**ENUNCIADO**
Cita literalmente un fragmento de la reseña: comienza en las palabras que contienen "La playa de" y detente después de "revés. Desajuste insalvable.".

:: TEXTO FUENTE

En el verano de nuestro descontento

Alfonso Crespo

03 de noviembre 2012 - 05:00

8co80. Dirección: Sylvie Nys. Autor: José Pliya. Espacio escénico y vestuario: Curt Allen Wilmer. Espacio sonoro: Juan Carlos Tolosa. Intérpretes: Maica Barroso, Armando Balbao Buika, Amparo Marín Santos, Manuel Monteagudo. Fecha: Viernes 2 de noviembre. Lugar: Teatro Central. Aforo: Lleno.

La playa de José Pliya es el contracampo de la de Von Keyserling. En Olas la arena terminaba por hermanar a los contrarios en la calma, síntoma de la tregua tras la batalla; en Sentados en la orilla del mundo es el testigo acogedor y mullido de la eterna confrontación del Uno y el Otro, hombre y mujer, seres que, perdido el horizonte de la infancia (perdida entonces la posibilidad de, como escribiera Ungaretti, olvidarse en un grito), ganado el de la memoria, la mancha de la Historia y la herencia, están condenados a no concordar. Si uno siente la llamada de la razón y el diálogo el otro mantiene el puño en alto, y luego al revés. Desajuste insalvable.

De la versión que Sylvie Nys ha realizado a partir de la obra de Pliya se pueden extraer sobre todo bondades. La economía de medios es una de ellas: hablan mucho los personajes, pero también y sobre todo los cuerpos: ella, la mujer madura, a veces deseante, a veces retraída o rebelde; él, el aborigen, estatua, muro, solidez poco a poco resquebrajada. Maica Barroso y Armando Balboa fueron de menos a más, protagonizando un segundo acto brillante, fluidos en la declamación y en la refriega de las pieles. Es difícil esta conjunción de lo mental y lo físico, y el texto de Pliya quizás exiga demasiada versatilidad, pues se trata de la presencia -la manera de habitar la escena-, de lo que dicen y de los rodeos que toman para acercarse a las palabras. Este puente, a veces minado de digresiones algo didácticas, es frágil y siempre lo será (de eso se trata, afortunadamente, en el teatro); notábamos cómo se cimbreaba cuando la música incidental (nuestro caballo de batalla, lo reconocemos) subrayaba los sentimientos o los actores se sentían muy cómodos; pero también su deliro de solidez cuando la mujer y el hombre devenían en oráculos naufragados, máscaras perfectas que hablaban desde el fondo del tiempo.

::::
:: SECCIÓN DE DATOS

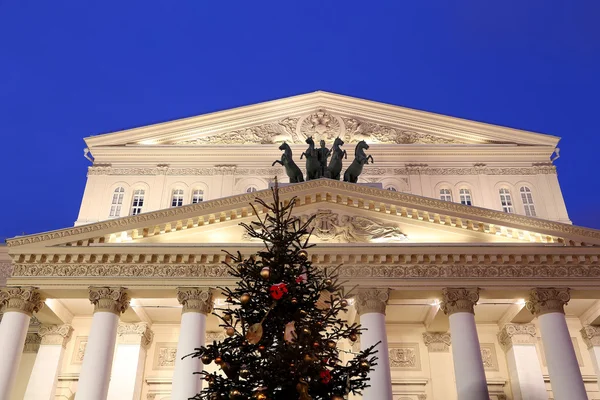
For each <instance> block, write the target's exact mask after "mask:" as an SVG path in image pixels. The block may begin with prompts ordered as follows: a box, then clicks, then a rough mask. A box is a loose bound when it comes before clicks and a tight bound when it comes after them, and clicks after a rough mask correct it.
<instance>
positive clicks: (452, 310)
mask: <svg viewBox="0 0 600 400" xmlns="http://www.w3.org/2000/svg"><path fill="white" fill-rule="evenodd" d="M442 295H443V301H442V304H441V307H442V310H444V313H446V314H447V315H448V316H449V319H450V333H451V334H452V358H453V362H454V374H455V377H456V394H457V398H458V400H481V399H488V398H489V392H488V387H487V380H486V377H485V371H484V369H483V360H482V358H481V347H480V346H479V337H478V336H477V327H476V325H475V311H474V308H473V307H474V306H475V304H476V303H477V301H478V300H479V290H478V289H477V288H446V289H444V290H443V291H442Z"/></svg>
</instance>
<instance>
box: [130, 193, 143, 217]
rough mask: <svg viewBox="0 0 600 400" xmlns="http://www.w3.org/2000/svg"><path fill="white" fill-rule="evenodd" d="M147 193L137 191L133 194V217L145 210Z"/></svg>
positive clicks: (132, 205)
mask: <svg viewBox="0 0 600 400" xmlns="http://www.w3.org/2000/svg"><path fill="white" fill-rule="evenodd" d="M145 194H146V191H145V190H144V189H136V190H135V191H134V192H133V200H132V202H131V215H138V214H140V213H141V212H142V209H143V208H144V195H145Z"/></svg>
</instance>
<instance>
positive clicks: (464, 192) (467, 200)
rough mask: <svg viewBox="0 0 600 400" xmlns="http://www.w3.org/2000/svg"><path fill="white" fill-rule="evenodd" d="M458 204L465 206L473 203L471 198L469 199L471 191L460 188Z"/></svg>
mask: <svg viewBox="0 0 600 400" xmlns="http://www.w3.org/2000/svg"><path fill="white" fill-rule="evenodd" d="M459 194H460V204H464V205H465V206H471V205H473V200H472V199H471V191H470V190H469V189H460V192H459Z"/></svg>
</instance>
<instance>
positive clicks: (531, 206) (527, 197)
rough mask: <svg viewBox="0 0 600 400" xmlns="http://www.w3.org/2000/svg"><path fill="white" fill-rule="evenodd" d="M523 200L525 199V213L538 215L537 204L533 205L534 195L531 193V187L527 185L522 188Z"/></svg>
mask: <svg viewBox="0 0 600 400" xmlns="http://www.w3.org/2000/svg"><path fill="white" fill-rule="evenodd" d="M520 191H521V200H523V208H524V209H525V215H527V216H528V217H535V216H537V215H536V213H535V206H534V205H533V196H532V195H531V189H529V188H528V187H527V186H523V187H522V188H521V190H520Z"/></svg>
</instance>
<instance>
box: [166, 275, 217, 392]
mask: <svg viewBox="0 0 600 400" xmlns="http://www.w3.org/2000/svg"><path fill="white" fill-rule="evenodd" d="M177 300H179V303H181V305H183V310H182V313H181V327H180V331H179V343H177V356H176V358H175V370H174V371H173V387H172V391H171V398H172V399H188V398H190V397H194V396H195V395H196V394H198V393H200V391H201V390H202V377H201V375H195V374H194V373H195V372H201V371H202V362H201V361H200V358H192V357H185V356H187V355H188V354H191V353H193V352H194V349H196V348H199V347H201V346H204V343H205V340H206V315H207V314H209V313H211V312H212V309H213V296H212V293H211V291H210V289H209V288H199V287H194V288H179V289H177ZM183 357H185V358H183Z"/></svg>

::::

**SOLUCIÓN PROPUESTA**
La playa de José Pliya es el contracampo de la de Von Keyserling. En Olas la arena terminaba por hermanar a los contrarios en la calma, síntoma de la tregua tras la batalla; en Sentados en la orilla del mundo es el testigo acogedor y mullido de la eterna confrontación del Uno y el Otro, hombre y mujer, seres que, perdido el horizonte de la infancia (perdida entonces la posibilidad de, como escribiera Ungaretti, olvidarse en un grito), ganado el de la memoria, la mancha de la Historia y la herencia, están condenados a no concordar. Si uno siente la llamada de la razón y el diálogo el otro mantiene el puño en alto, y luego al revés. Desajuste insalvable.